** Begin Supplied entries **
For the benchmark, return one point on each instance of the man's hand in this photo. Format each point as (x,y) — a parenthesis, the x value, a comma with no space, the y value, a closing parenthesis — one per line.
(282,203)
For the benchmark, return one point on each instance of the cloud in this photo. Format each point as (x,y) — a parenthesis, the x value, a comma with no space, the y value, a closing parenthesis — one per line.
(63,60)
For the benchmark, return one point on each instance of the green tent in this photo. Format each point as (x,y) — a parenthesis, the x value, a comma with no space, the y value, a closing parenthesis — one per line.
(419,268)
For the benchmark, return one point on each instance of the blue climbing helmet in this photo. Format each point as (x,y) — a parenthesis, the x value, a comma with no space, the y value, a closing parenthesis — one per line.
** End Supplied entries **
- [Your task] Reproduce all the records above, substituting "evaluation" for every occurrence of "benchmark" and leaving everything else unchanged.

- [Complete response]
For the evaluation, return one point on each instance of the man's hand in this photo. Format each point as (x,y) — a parenthesis, the x value, a comma with no space, the y value, a closing parenthesis — one per line.
(282,203)
For the evaluation, return one point on each instance of the cloud in this photo. Format each point as (x,y) — a parenthesis, the x value, a comma with no space, the y value, a closing parenthesis — one per line.
(63,60)
For the evaluation, return one point on each instance of the green tent in this photo. Format each point as (x,y) — a parenthesis, the x value, a comma with no space, the y value, a closing parenthesis — one per line.
(419,268)
For the evaluation, return one point on each instance of the blue climbing helmet in this photo. Format each point as (x,y) — a parenthesis, the x value, a comma with no space, the y value, a closing parenthesis — one per line.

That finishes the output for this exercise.